**TASK BRIEF:** All that is asked is a faithful reproduction of the entries.

Saved entries:
----
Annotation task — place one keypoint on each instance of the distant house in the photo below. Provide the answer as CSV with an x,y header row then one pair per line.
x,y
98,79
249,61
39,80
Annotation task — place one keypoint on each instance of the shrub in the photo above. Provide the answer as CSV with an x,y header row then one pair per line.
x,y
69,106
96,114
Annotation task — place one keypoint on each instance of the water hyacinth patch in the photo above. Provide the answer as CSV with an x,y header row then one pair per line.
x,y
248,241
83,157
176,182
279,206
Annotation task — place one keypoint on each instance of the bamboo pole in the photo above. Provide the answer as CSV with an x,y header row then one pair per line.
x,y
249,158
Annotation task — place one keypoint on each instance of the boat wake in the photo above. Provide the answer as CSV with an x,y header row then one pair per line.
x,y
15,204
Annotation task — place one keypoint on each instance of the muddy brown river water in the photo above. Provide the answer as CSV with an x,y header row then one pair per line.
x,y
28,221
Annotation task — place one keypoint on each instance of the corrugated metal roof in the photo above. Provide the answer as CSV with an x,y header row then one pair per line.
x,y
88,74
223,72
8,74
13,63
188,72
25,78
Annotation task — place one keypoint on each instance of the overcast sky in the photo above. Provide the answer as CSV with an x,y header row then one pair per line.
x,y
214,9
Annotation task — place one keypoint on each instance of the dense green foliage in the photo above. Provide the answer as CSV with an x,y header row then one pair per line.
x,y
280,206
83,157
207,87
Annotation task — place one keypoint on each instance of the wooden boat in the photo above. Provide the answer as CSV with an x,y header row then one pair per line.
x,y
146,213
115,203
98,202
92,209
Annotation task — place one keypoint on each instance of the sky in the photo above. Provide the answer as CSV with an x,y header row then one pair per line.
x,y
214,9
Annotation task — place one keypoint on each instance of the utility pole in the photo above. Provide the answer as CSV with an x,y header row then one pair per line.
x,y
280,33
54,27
----
**SOLUTION TO THIS EXERCISE:**
Annotation task — place one keypoint on each instance of the distant house in the photo below. Provide the answer as CSV with an x,y header row then one pair per line.
x,y
98,79
249,61
39,80
Annotation task — place one keypoint on each instance of the shrub in the photo above. Provide the answer as CSV with an x,y header row then one pair per line.
x,y
69,106
96,114
Annotation task — place one keypoint on each instance of the water hyacinth patch in the photo above. Provide the answer as CSV with an x,y header row then one pair per line.
x,y
248,241
83,157
176,182
279,206
Annotation task — place one keypoint on each instance of the bamboo pole in the photo above. Provide the answer as CSV with an x,y header row then one pair per line.
x,y
249,158
Annotation task — place one keypoint on each instance of the boat wake in the photo above. Provide the answer as CSV with an x,y header row then one pair per line.
x,y
15,204
Annotation task — place one keypoint on each instance of the muddy brown river water in the photo above. Provide the answer as CSV with an x,y header row then one pair per line.
x,y
28,221
Annotation task — place one keypoint on each instance of the corrugated metal roof in the photo above. Provide the answer as CSV with an x,y header row then one pair per line.
x,y
88,74
223,72
8,74
13,63
188,72
25,78
Annotation task — place one keypoint on each instance of the overcast sky in the photo above. Provide the answer as CSV with an x,y header row then one pair per line.
x,y
214,9
Annotation task — place one keypoint on each instance of the dense green foliage in the photo above. Provide the answer as CSV with an x,y header row then one pair per line.
x,y
280,206
83,157
207,87
Annotation task — place one keypoint on each instance of the wooden boat in the photo above. Provide the answer as CSV with an x,y header row then one pair per line.
x,y
146,213
115,203
98,202
92,209
Annotation task — place one keypoint on each instance of the sky in the photo above. Provide the answer as CSV with an x,y header row then one pair per line.
x,y
214,9
Annotation task — place one keypoint on each instance of the utility pole in the photo above. Provide the answer as CSV with an x,y header row then one pair per line.
x,y
280,33
54,27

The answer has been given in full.